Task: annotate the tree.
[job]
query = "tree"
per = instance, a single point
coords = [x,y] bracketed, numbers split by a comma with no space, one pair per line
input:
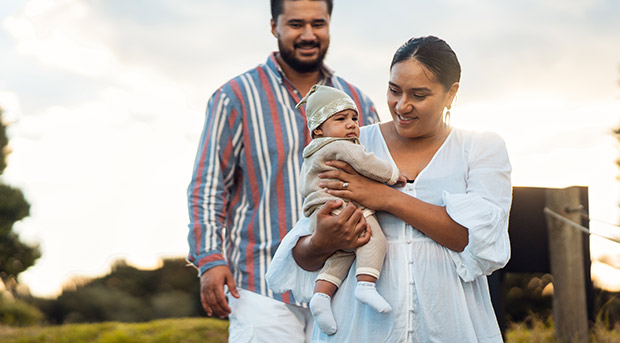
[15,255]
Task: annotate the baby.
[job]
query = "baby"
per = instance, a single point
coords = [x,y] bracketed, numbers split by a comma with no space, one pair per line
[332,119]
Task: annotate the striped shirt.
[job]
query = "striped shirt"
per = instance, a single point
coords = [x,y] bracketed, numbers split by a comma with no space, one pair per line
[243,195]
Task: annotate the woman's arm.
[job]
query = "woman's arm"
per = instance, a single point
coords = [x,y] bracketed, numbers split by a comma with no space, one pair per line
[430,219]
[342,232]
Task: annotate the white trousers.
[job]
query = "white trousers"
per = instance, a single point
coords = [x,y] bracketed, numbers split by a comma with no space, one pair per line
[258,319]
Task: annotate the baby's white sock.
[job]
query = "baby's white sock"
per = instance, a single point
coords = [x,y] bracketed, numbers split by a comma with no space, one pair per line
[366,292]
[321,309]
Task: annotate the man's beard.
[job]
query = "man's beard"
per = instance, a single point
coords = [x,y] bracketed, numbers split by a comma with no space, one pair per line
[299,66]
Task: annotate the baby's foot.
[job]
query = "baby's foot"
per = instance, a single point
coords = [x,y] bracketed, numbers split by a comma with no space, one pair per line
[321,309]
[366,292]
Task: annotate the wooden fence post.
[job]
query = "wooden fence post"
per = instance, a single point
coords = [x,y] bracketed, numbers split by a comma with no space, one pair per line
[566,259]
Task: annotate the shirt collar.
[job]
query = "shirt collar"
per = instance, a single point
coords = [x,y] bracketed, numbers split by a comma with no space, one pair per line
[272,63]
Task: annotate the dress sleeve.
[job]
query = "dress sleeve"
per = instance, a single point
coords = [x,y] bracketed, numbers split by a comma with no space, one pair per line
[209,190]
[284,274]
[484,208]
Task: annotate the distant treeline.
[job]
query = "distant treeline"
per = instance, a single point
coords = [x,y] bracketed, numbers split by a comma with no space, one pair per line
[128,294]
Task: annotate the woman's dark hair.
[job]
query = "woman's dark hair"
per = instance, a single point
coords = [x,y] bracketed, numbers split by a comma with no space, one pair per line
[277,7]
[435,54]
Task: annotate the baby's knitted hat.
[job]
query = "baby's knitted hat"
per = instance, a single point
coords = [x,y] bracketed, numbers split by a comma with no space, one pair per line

[Requirement]
Nothing but lines that contain "beard" should appear in the answer. Copy each from the records.

[Answer space]
Task: annotate the man's beard.
query = "man's beard"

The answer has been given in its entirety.